SOURCE PASSAGE >>
□ □ □ □ □ □ □
There have been several outbreaks of Nipah virus in Kerala, some of which have been traced to fruit bats.

History
Following previous Nipah virus outbreaks in India in 2001 and 2007 (both in the eastern state West Bengal), an outbreak occurred in Kerala in 2018.  The 2018 Kerala outbreak was traced to fruit bats in the area and was generally confined to Kozhikode and Malappuram districts, and claimed 17 lives. The outbreak was declared over on 10 June 2018. A subsequent outbreak occurred in 2021 but was confined to the Pazhur village located within the Chathamangalam Gram panchayat in the Kozhikode district of Kerala. The outbreak claimed one life before it was declared over on 5 September 2021.
□ □ □ □ □ □ □
STORED DATA >>
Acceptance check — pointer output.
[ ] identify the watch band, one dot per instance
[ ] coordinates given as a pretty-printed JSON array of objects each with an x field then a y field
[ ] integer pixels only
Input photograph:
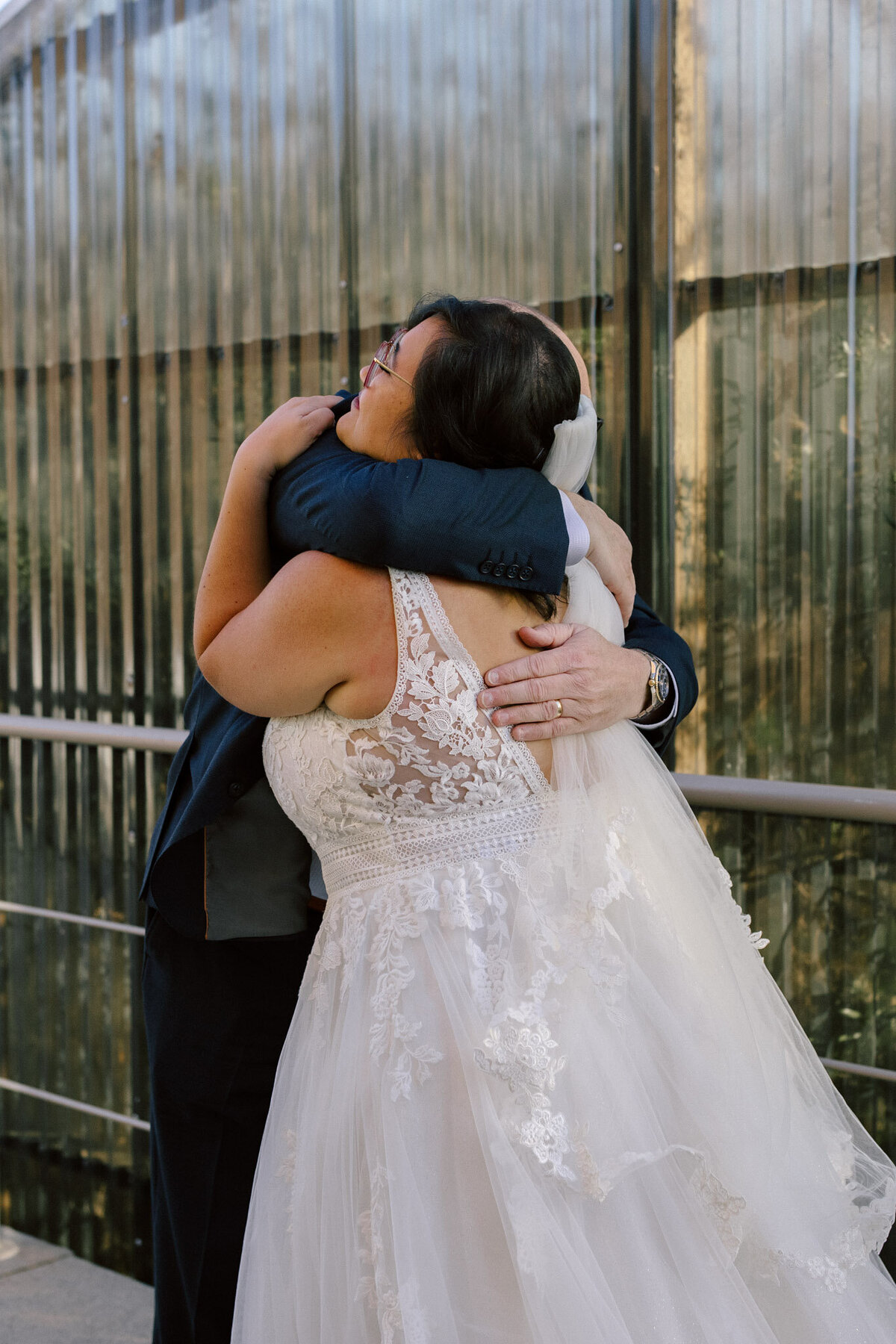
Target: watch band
[{"x": 659, "y": 672}]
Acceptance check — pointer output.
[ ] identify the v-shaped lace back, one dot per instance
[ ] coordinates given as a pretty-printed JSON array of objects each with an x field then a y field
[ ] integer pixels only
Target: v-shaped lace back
[{"x": 429, "y": 780}]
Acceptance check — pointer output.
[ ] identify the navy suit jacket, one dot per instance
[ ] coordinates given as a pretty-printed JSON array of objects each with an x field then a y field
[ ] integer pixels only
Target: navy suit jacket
[{"x": 429, "y": 517}]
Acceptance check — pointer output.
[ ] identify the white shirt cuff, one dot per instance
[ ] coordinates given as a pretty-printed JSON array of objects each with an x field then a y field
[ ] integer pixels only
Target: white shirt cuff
[
  {"x": 669, "y": 718},
  {"x": 576, "y": 530}
]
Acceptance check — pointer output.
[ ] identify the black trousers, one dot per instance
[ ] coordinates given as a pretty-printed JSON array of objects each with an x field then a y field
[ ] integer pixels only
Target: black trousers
[{"x": 217, "y": 1016}]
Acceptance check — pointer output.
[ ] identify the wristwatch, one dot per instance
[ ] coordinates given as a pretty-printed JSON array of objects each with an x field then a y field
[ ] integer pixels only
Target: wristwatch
[{"x": 659, "y": 683}]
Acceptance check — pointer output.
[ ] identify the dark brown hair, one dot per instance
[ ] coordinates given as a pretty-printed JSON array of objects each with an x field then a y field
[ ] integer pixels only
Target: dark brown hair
[{"x": 491, "y": 390}]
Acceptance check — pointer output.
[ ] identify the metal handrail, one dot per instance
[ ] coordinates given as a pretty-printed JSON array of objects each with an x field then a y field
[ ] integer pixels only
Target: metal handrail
[
  {"x": 92, "y": 734},
  {"x": 70, "y": 1104},
  {"x": 13, "y": 907},
  {"x": 722, "y": 792},
  {"x": 788, "y": 797}
]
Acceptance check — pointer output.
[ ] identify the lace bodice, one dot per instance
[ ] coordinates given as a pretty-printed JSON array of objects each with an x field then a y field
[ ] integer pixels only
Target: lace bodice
[{"x": 430, "y": 780}]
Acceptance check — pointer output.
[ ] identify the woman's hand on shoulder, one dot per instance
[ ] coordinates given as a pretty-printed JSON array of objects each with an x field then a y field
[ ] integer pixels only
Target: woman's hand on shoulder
[{"x": 289, "y": 430}]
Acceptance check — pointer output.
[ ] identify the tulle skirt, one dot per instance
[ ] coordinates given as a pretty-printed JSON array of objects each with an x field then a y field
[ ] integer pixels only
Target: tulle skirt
[{"x": 553, "y": 1095}]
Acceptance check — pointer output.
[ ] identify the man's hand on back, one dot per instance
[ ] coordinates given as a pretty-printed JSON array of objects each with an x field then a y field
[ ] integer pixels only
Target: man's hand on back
[{"x": 597, "y": 683}]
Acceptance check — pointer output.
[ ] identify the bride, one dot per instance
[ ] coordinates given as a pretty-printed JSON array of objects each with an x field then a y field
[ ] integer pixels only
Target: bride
[{"x": 539, "y": 1086}]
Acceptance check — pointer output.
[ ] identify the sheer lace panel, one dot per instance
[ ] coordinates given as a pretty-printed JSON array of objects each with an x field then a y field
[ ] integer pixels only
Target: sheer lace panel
[{"x": 429, "y": 780}]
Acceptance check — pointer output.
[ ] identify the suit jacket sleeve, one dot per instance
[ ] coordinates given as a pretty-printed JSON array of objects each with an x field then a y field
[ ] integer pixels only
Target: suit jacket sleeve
[
  {"x": 438, "y": 517},
  {"x": 645, "y": 631},
  {"x": 430, "y": 517}
]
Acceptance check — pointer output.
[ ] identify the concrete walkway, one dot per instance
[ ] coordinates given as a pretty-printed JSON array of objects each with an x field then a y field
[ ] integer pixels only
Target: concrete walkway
[{"x": 49, "y": 1296}]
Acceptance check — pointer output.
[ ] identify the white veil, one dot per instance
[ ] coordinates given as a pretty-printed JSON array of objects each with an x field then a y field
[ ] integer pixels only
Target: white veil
[{"x": 640, "y": 979}]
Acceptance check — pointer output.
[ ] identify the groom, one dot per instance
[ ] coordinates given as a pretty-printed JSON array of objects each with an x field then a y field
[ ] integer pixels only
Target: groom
[{"x": 228, "y": 925}]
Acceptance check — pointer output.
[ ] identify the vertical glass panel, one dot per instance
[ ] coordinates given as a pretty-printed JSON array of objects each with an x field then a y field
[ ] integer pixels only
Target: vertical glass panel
[{"x": 206, "y": 208}]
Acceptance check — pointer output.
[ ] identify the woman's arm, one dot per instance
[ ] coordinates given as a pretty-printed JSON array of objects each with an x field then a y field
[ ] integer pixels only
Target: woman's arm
[{"x": 270, "y": 645}]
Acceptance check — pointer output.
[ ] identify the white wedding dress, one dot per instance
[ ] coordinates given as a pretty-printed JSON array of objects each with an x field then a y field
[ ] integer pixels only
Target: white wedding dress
[{"x": 539, "y": 1086}]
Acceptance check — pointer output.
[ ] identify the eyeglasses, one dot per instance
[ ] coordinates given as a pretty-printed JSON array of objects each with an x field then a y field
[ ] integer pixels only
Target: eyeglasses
[{"x": 381, "y": 361}]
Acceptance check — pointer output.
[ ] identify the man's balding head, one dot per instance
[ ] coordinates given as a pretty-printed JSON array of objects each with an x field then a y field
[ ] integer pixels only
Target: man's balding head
[{"x": 558, "y": 331}]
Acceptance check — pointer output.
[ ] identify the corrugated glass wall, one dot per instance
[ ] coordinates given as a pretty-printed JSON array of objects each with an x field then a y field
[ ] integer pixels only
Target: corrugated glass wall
[
  {"x": 207, "y": 208},
  {"x": 782, "y": 257}
]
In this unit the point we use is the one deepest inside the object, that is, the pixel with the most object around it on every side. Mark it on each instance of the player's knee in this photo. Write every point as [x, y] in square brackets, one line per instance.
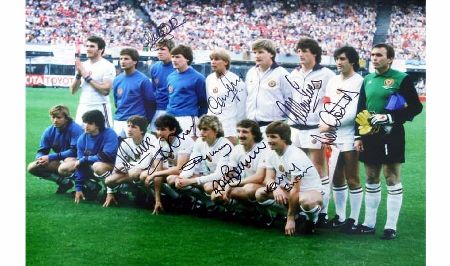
[261, 194]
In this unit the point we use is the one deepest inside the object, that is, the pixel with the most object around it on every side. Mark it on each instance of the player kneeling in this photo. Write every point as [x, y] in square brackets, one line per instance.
[97, 149]
[134, 156]
[246, 170]
[61, 137]
[293, 181]
[210, 154]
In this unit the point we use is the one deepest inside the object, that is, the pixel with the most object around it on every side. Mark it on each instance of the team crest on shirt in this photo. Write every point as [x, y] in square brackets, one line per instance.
[272, 83]
[119, 92]
[388, 83]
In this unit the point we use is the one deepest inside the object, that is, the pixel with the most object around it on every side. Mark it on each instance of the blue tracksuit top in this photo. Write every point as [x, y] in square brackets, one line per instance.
[133, 95]
[62, 141]
[159, 73]
[187, 93]
[100, 148]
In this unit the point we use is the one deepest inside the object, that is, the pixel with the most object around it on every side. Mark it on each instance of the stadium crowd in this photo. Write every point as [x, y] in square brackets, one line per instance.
[333, 25]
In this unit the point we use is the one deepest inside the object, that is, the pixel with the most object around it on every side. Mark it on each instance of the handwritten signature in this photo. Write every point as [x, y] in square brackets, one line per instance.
[198, 159]
[332, 114]
[163, 30]
[215, 103]
[300, 110]
[288, 186]
[234, 174]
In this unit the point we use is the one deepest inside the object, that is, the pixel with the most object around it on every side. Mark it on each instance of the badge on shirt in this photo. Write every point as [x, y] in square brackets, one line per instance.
[388, 83]
[272, 83]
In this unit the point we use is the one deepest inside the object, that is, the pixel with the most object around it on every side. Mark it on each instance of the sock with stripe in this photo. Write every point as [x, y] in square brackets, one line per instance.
[373, 198]
[326, 194]
[394, 203]
[355, 203]
[340, 200]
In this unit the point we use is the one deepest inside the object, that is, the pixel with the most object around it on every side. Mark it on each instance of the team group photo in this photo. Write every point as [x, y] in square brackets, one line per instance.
[267, 132]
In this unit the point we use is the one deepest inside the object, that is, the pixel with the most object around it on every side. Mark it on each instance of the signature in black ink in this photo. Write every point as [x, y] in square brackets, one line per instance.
[165, 154]
[163, 30]
[300, 110]
[219, 102]
[234, 174]
[288, 186]
[332, 114]
[128, 161]
[198, 159]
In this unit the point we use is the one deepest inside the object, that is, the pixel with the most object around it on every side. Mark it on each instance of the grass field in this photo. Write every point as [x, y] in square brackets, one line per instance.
[58, 232]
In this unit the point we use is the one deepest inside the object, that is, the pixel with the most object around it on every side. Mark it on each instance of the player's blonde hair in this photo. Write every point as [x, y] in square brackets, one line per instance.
[221, 54]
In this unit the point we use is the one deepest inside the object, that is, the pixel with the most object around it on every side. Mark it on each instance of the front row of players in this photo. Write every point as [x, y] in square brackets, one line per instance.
[280, 181]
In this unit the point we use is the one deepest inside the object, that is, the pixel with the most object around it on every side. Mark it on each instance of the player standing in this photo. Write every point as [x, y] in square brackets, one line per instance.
[98, 75]
[133, 92]
[385, 149]
[308, 83]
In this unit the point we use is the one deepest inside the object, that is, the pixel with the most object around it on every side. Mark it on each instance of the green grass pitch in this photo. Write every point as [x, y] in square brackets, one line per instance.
[59, 232]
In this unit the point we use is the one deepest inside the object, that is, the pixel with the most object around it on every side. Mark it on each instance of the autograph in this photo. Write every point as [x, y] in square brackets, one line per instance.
[128, 160]
[234, 174]
[198, 159]
[288, 186]
[332, 114]
[163, 30]
[300, 110]
[215, 103]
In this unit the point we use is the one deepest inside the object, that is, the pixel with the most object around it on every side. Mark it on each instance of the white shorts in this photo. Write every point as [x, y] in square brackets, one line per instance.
[310, 184]
[120, 127]
[189, 123]
[303, 138]
[158, 113]
[105, 108]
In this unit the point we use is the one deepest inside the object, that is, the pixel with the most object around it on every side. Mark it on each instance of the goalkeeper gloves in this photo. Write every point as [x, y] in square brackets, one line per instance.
[381, 119]
[362, 118]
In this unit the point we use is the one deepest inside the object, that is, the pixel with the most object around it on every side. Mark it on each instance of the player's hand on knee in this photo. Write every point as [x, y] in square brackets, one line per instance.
[79, 196]
[110, 199]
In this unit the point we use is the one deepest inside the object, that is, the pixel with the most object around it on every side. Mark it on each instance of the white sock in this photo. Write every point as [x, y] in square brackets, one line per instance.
[373, 198]
[313, 214]
[394, 203]
[355, 203]
[326, 194]
[340, 200]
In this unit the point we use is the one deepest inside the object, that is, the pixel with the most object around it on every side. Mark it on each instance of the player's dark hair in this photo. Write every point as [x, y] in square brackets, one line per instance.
[212, 122]
[99, 41]
[133, 53]
[170, 122]
[390, 53]
[139, 121]
[254, 128]
[280, 128]
[96, 117]
[350, 53]
[169, 43]
[60, 109]
[185, 51]
[312, 45]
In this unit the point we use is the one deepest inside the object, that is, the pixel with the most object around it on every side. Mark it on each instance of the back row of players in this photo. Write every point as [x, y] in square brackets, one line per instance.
[282, 121]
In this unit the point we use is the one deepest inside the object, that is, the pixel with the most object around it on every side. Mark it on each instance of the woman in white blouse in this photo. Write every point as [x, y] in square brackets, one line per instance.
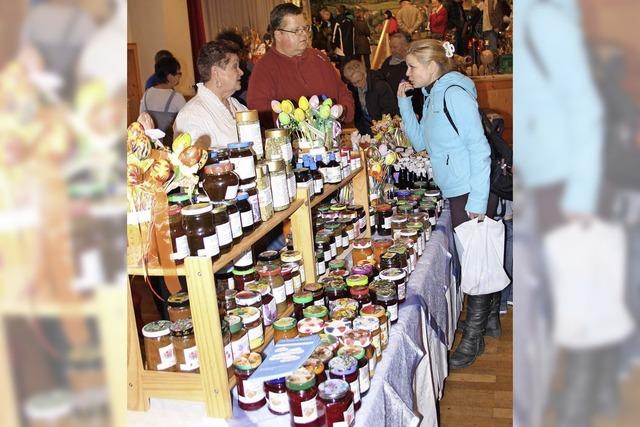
[210, 114]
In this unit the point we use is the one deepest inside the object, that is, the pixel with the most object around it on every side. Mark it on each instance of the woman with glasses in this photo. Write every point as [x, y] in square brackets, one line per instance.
[162, 101]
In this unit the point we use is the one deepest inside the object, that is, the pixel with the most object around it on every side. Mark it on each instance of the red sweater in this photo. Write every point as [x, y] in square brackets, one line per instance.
[279, 77]
[438, 21]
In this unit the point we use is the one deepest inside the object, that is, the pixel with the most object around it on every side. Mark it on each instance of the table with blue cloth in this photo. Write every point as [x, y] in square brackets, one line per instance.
[409, 378]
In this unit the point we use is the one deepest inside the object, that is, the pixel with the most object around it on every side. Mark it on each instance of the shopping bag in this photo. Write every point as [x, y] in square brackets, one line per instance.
[480, 246]
[587, 266]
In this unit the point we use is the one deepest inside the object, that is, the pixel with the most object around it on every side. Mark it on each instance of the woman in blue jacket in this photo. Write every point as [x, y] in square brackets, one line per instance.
[460, 159]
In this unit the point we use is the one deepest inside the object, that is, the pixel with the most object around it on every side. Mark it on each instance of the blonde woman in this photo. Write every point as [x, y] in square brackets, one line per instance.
[460, 158]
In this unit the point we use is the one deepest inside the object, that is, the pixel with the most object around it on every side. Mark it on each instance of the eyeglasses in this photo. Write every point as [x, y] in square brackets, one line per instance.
[300, 31]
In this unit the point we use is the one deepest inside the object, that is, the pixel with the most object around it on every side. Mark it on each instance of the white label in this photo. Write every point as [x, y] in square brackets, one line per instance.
[231, 193]
[167, 357]
[253, 391]
[182, 248]
[228, 355]
[363, 378]
[279, 294]
[309, 412]
[278, 402]
[355, 389]
[244, 167]
[240, 347]
[236, 224]
[191, 359]
[251, 132]
[224, 233]
[279, 190]
[246, 218]
[211, 247]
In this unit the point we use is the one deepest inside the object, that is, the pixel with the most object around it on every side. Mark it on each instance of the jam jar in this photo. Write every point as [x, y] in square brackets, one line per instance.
[184, 344]
[387, 297]
[251, 394]
[277, 399]
[158, 348]
[223, 228]
[197, 221]
[239, 337]
[220, 182]
[244, 160]
[284, 328]
[310, 326]
[318, 292]
[399, 278]
[383, 219]
[358, 353]
[346, 368]
[337, 400]
[178, 306]
[179, 241]
[301, 300]
[302, 392]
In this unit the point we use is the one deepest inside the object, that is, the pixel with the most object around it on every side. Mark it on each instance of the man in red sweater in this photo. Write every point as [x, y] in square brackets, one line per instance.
[291, 69]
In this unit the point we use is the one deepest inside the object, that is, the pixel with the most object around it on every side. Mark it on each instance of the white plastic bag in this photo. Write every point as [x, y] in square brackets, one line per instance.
[480, 247]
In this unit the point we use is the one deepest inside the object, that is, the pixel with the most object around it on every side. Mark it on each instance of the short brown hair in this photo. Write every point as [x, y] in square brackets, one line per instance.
[214, 53]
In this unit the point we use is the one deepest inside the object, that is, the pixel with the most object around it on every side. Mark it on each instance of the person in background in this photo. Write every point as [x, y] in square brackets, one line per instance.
[438, 20]
[211, 114]
[392, 26]
[292, 69]
[162, 101]
[361, 38]
[245, 65]
[372, 94]
[409, 17]
[461, 164]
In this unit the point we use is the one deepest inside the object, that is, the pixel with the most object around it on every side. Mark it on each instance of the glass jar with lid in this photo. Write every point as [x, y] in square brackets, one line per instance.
[179, 242]
[278, 144]
[197, 221]
[302, 392]
[337, 400]
[158, 348]
[285, 328]
[178, 306]
[184, 345]
[251, 396]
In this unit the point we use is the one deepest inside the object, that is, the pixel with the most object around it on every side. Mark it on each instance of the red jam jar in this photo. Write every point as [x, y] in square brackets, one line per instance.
[346, 368]
[277, 399]
[303, 405]
[251, 395]
[336, 400]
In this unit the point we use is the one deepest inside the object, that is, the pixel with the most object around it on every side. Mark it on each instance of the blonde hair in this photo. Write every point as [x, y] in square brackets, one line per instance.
[352, 67]
[431, 50]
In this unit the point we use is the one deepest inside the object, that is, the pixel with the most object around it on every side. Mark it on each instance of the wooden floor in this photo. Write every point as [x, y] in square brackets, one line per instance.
[481, 395]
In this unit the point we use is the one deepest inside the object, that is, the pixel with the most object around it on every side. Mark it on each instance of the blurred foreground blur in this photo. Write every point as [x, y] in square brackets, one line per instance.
[62, 116]
[577, 210]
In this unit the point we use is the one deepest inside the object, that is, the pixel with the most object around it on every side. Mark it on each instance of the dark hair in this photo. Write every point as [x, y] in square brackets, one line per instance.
[280, 11]
[162, 54]
[166, 66]
[232, 36]
[214, 53]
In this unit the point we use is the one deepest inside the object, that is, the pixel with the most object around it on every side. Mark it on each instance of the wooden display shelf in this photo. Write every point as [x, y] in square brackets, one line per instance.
[237, 250]
[329, 189]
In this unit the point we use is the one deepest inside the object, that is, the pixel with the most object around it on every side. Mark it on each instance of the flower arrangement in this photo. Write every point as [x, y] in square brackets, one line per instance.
[315, 123]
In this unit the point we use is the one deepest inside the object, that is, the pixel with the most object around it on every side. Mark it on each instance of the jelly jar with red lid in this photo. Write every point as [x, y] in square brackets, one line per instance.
[337, 400]
[346, 368]
[302, 392]
[250, 393]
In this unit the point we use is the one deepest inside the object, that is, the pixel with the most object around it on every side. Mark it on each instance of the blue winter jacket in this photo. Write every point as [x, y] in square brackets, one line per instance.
[461, 163]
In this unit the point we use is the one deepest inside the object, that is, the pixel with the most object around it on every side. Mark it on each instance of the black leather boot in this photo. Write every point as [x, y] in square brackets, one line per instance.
[493, 322]
[472, 344]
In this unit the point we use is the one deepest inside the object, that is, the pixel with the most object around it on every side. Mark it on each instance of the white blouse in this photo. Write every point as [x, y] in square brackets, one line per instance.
[206, 115]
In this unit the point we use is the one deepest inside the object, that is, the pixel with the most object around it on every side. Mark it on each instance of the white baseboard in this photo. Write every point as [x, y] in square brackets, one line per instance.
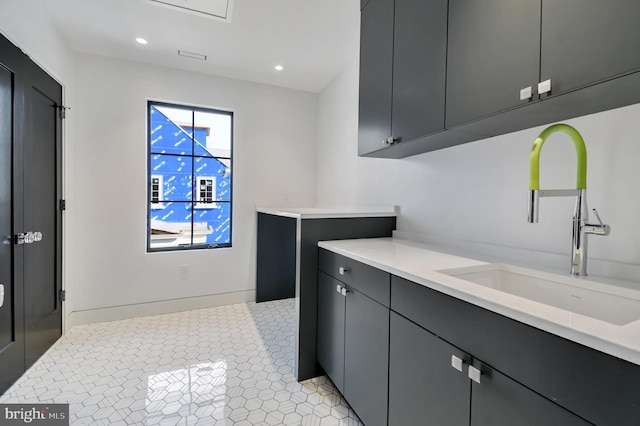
[114, 313]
□ □ □ □ □ □ □
PROBLEMS TO SOLVE >>
1/ List every year in which the passage on Nipah virus in Kerala reports an outbreak in India.
2/ Rewrite the paragraph of the Nipah virus passage beginning "Following previous Nipah virus outbreaks" as a bulleted list that keeps its main facts.
3/ Carry on the passage about Nipah virus in Kerala from the point where it stops.

TASK-BY-TASK ANSWERS >>
1/ 2001, 2007, 2018, 2021

2/
- India had earlier Nipah virus outbreaks in 2001 and 2007, both in the eastern state of West Bengal.
- In 2018, an outbreak occurred in Kerala. It was traced to fruit bats and was largely confined to the Kozhikode and Malappuram districts.
- The 2018 outbreak claimed 17 lives and was declared over on 10 June 2018.
- In 2021, an outbreak was confined to Pazhur village in the Chathamangalam Gram panchayat, Kozhikode district.
- The 2021 outbreak claimed one life and was declared over on 5 September 2021.

3/
2018 outbreak

Timeline
The index case of the outbreak was reported at sub-divisional hospital in Perambra in Kozhikode district on 2 May. This patient—was later taken to the Government Medical College, Kozhikode for further treatment, where he later succumbed to the virus. Later, his brother Mohammed Salih was admitted to Baby Memorial Hospital, Kozhikode, with suspected viral encephalitis. A team of doctors at Baby Memorial Hospital, Kozhikode suspected Nipah, as the symptoms were similar to that of his brother who had died by then. The samples were tested at the Manipal Institute of Virology where it was confirmed as a case of Nipah; samples were also tested positive at National Institute of Virology, Pune.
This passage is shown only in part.